Entries shown below:

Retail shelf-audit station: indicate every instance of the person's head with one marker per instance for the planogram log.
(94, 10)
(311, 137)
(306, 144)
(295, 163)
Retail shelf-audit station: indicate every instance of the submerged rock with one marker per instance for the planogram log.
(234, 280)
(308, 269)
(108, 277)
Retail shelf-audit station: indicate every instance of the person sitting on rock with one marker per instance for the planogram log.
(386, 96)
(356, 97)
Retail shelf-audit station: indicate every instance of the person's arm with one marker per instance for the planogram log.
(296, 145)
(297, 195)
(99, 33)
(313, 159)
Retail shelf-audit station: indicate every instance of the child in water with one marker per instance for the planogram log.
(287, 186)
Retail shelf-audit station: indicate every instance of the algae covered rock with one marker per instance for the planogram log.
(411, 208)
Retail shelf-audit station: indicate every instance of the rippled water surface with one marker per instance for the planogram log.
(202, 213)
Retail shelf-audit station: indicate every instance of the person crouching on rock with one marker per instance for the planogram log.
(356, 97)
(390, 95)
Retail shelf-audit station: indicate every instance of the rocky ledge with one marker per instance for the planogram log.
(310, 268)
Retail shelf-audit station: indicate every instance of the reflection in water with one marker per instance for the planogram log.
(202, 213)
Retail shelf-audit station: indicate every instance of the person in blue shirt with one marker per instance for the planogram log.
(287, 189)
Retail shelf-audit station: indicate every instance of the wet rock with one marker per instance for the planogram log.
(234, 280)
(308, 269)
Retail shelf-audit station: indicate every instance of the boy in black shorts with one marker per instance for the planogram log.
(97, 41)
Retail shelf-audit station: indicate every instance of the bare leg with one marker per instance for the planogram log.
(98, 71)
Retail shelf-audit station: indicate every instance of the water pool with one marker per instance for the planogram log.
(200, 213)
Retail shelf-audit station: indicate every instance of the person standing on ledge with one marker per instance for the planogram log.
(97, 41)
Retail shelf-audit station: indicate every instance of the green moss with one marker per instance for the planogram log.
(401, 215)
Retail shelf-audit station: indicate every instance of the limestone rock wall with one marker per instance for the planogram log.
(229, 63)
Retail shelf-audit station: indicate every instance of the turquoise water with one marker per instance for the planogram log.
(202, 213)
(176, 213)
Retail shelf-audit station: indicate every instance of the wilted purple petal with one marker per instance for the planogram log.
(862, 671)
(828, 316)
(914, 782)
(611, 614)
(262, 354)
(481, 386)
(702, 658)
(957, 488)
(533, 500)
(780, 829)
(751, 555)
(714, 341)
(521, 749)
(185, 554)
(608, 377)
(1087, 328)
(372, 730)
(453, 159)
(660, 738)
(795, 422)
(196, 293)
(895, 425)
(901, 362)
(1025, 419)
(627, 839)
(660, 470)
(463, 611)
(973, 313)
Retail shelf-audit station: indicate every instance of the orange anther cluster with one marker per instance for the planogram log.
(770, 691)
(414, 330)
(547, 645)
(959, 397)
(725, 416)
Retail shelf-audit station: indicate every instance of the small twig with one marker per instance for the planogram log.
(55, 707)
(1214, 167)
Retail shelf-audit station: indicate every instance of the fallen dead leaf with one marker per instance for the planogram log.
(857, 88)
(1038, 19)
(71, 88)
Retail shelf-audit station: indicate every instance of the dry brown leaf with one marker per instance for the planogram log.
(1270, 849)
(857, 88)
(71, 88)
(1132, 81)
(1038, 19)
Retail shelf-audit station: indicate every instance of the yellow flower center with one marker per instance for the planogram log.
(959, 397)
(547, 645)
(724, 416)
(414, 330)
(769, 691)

End of Entries shown.

What you have to do: All the records above are to be reproduced exactly.

Exercise answer:
Retail shelf-audit station: indicate every instance of the person's head with one marker per instance for the planogram log.
(94, 10)
(311, 137)
(306, 144)
(295, 163)
Retail shelf-audit station: indicate every instance of the submerged rock with one marker per instance for the planogram log.
(234, 280)
(308, 269)
(108, 277)
Retail shelf-audit station: indicate every instance of the person sitting on rock with one marker per instance for the planogram log.
(386, 96)
(356, 97)
Retail shelf-audit station: indicate every instance of the person's arm with one marker per instance for the planogram log.
(296, 145)
(297, 195)
(99, 33)
(313, 159)
Retail shelf-audit station: indicate every instance of the child in water with one marker per instance for the planogram log.
(287, 186)
Retail shelf-audit station: indicate every instance of the algae covered rock with one marker per instance for the planogram log.
(411, 208)
Retail shelf-audit station: indicate every instance of the rippled water surface with one marker per instance for the planogram log.
(202, 213)
Retail shelf-audit station: indicate every instance of the person crouching on rock with one marker per instance for the planogram log.
(356, 97)
(390, 95)
Retail shelf-audit station: indicate every instance of the rocky ledge with one marker per instance for the planogram log.
(310, 268)
Retail shelf-audit station: indicate every instance of the reflection in water with one marker per instance for the planogram log.
(202, 213)
Retail shelf-audit station: indicate every instance of the person in blue shirt with one marker per instance for the planogram log.
(287, 189)
Retail shelf-audit station: indicate every instance of the wet rock with one marker per instance for the planogram log.
(234, 280)
(308, 269)
Retail shelf-audit station: indicate every instance of the boy in black shorts with one marker per instance for the planogram log.
(97, 41)
Retail shelf-audit station: indicate every instance of the bare leg with one marker per instance for the planogram log.
(98, 71)
Retail shelf-audit station: indicate every instance of the water pool with one marker per instance for the planogram log.
(200, 213)
Retail shelf-audit station: indicate every instance of the person standing on ledge with one marker per instance for the planogram log.
(97, 41)
Retail shelf-audit station: indicate every instance of the green moss with one marker per instance for the planogram log.
(401, 215)
Retail shelf-audit station: indicate every instance of the limestone rock wall with one marker per instance for the planogram log.
(229, 63)
Retail shelf-audit station: indicate every instance of the turquoise water with one marker per instance for the planogram log.
(202, 213)
(176, 213)
Retail shelf-audit station: indicate every instance of the wilted purple petal with one marker per instance for the planogram log.
(862, 671)
(828, 316)
(914, 782)
(611, 614)
(262, 354)
(481, 386)
(702, 658)
(957, 488)
(533, 500)
(780, 829)
(751, 555)
(714, 341)
(521, 749)
(185, 554)
(608, 377)
(1087, 328)
(372, 730)
(453, 159)
(660, 738)
(795, 422)
(196, 293)
(895, 425)
(901, 362)
(1025, 419)
(627, 839)
(660, 470)
(463, 611)
(973, 313)
Retail shelf-audit station: indicate every instance of the orange anther cluster with one marker per instance for the planogram log.
(770, 691)
(414, 330)
(547, 645)
(959, 397)
(725, 416)
Retail shelf-audit station: indicate every instance of the small twig with one marker per instance for the planogram log.
(55, 707)
(1214, 167)
Retail shelf-audit station: indicate every instance of the fallen dead leaf with one marker per instance for the planogram log.
(857, 88)
(1038, 19)
(71, 88)
Retail shelf-audit station: indicate every instance of the dry brown leaf with one marker per instance for the planogram log.
(1270, 849)
(857, 88)
(71, 88)
(1132, 81)
(1038, 19)
Retail shelf-audit station: indicate every instance of the yellow flower center with one marker per instance for the planogram log.
(959, 397)
(547, 645)
(724, 416)
(414, 330)
(769, 691)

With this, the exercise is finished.